▶ _Data provided_
++++++++++++++++++++

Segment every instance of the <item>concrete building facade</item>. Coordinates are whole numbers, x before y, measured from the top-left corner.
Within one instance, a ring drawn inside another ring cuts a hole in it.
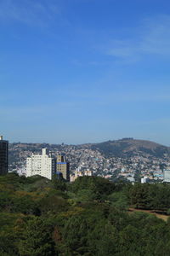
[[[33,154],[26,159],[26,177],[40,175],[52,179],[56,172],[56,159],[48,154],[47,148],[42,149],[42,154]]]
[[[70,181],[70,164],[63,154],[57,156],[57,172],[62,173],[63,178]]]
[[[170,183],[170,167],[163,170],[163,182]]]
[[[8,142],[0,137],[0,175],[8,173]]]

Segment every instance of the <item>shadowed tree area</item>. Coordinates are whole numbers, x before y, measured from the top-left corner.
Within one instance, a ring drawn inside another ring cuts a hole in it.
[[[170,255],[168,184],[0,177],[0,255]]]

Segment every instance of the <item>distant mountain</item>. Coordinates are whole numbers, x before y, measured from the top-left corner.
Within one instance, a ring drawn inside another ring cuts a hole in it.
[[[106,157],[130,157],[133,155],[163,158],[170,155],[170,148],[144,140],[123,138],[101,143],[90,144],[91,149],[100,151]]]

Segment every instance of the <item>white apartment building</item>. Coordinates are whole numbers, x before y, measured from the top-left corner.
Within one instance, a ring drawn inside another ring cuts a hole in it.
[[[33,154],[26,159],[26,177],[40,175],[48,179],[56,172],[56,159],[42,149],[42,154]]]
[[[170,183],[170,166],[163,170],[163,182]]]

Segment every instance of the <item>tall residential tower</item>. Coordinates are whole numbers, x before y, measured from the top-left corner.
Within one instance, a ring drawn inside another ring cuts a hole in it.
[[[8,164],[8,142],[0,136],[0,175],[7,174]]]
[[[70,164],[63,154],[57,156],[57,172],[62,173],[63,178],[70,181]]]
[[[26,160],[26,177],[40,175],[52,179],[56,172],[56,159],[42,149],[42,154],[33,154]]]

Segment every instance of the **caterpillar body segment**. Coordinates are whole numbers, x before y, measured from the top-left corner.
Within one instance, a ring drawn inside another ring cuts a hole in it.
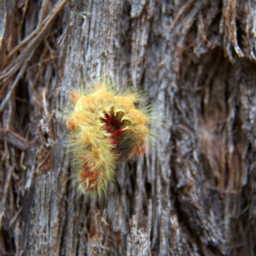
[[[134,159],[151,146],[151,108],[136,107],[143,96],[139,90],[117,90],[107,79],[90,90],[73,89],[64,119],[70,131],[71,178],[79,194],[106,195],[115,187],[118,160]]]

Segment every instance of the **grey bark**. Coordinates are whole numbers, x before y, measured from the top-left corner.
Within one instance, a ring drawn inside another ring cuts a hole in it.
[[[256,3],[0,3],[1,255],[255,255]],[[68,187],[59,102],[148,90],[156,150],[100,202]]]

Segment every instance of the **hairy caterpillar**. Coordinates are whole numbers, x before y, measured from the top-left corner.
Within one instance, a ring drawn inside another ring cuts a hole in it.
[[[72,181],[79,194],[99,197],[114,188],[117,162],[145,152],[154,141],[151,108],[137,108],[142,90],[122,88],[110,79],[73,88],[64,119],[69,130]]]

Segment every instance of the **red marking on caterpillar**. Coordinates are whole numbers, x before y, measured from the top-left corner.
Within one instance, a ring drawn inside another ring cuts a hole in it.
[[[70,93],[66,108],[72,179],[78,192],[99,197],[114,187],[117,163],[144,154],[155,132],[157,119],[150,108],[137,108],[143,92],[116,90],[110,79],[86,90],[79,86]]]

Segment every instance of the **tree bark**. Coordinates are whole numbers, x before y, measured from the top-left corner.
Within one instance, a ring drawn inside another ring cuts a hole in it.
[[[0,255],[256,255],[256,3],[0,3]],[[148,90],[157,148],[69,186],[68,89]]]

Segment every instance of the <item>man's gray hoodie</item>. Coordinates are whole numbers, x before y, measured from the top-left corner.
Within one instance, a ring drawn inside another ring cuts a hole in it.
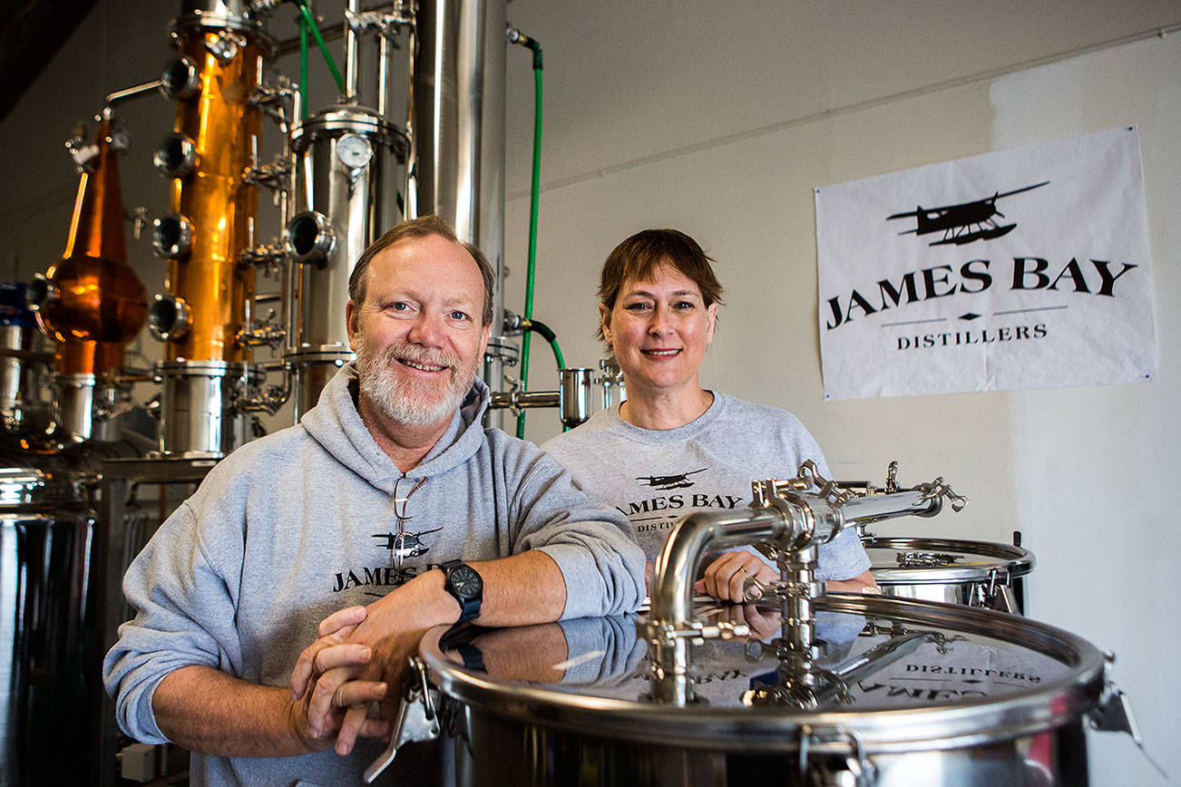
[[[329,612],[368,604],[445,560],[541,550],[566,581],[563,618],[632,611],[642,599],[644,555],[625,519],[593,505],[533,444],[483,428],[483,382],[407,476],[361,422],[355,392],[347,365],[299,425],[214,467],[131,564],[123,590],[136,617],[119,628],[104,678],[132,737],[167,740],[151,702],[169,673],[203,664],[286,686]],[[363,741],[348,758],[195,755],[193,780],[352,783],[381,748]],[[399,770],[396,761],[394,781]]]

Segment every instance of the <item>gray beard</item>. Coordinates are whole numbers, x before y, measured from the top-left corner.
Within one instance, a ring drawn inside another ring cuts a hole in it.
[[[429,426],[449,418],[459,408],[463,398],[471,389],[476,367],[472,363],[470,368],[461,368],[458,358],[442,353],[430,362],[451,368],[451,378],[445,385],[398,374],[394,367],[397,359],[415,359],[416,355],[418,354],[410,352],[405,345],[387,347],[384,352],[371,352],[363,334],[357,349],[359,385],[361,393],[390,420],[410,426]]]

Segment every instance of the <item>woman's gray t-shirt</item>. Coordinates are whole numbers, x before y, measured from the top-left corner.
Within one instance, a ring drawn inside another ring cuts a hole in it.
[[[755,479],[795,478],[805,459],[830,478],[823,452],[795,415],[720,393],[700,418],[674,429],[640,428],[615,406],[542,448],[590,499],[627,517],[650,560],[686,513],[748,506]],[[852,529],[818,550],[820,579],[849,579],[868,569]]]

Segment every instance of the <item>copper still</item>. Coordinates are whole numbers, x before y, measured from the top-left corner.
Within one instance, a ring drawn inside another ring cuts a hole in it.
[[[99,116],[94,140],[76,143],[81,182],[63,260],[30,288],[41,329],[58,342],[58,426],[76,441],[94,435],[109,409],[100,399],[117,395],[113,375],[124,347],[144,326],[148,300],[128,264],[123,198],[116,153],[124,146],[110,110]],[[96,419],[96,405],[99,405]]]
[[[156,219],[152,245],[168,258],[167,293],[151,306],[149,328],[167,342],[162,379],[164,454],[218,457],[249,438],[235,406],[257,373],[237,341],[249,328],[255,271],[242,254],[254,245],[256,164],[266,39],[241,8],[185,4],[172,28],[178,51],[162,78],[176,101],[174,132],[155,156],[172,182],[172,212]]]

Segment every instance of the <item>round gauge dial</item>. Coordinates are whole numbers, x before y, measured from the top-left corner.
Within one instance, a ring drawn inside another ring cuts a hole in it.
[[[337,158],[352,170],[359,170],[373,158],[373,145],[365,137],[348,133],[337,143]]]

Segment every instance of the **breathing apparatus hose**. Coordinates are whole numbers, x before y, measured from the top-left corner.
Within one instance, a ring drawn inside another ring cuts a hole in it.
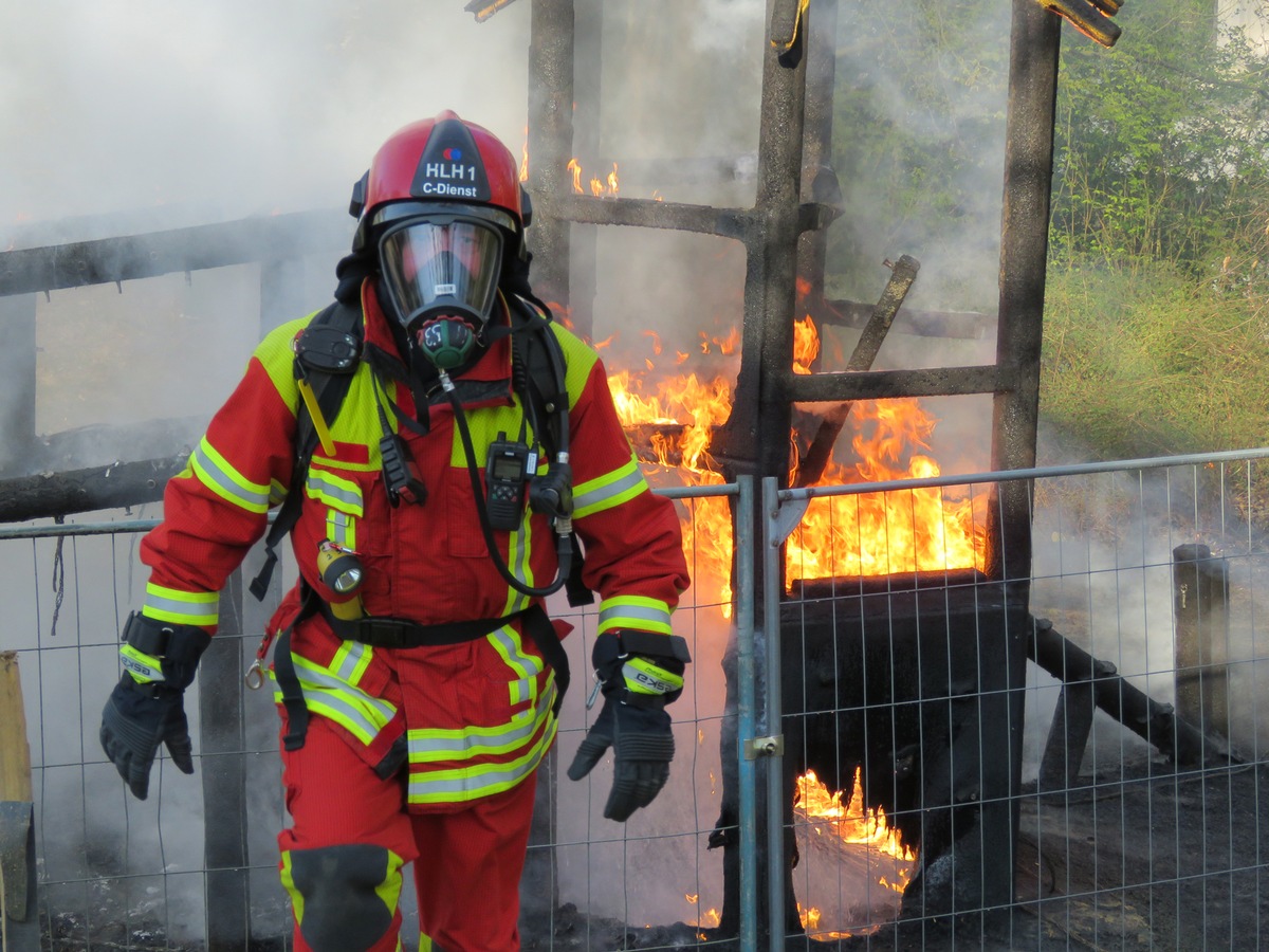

++++++++++++++++++++

▶ _Prompt_
Rewrite the lines from the start of this block up to and including the line with "[[[170,255],[168,184],[0,177],[0,255]]]", changing "concrete building facade" to "stone building facade" and keeping everything else the same. Omit the pictures from your answer.

▶ _Right answer_
Segment every instance of the <item>stone building facade</item>. Coordinates are whole numbers, x before y, measured from the top-left corner.
Within one instance, a ring drawn inside another ring cuts a hole in it.
[[[33,154],[26,159],[26,177],[40,175],[52,179],[56,172],[56,159],[48,154],[47,148],[42,149],[42,154]]]
[[[70,181],[70,164],[63,154],[57,156],[57,172],[62,173],[63,178]]]
[[[170,183],[170,167],[163,170],[163,182]]]
[[[8,142],[0,137],[0,175],[8,173]]]

Segment every instance of the <item>shadowed tree area</item>. Coordinates are whole numbers, x before y, measured from the top-left corner.
Within one instance, a ring drawn inside another ring cuts a hole in it.
[[[170,255],[168,184],[0,177],[0,255]]]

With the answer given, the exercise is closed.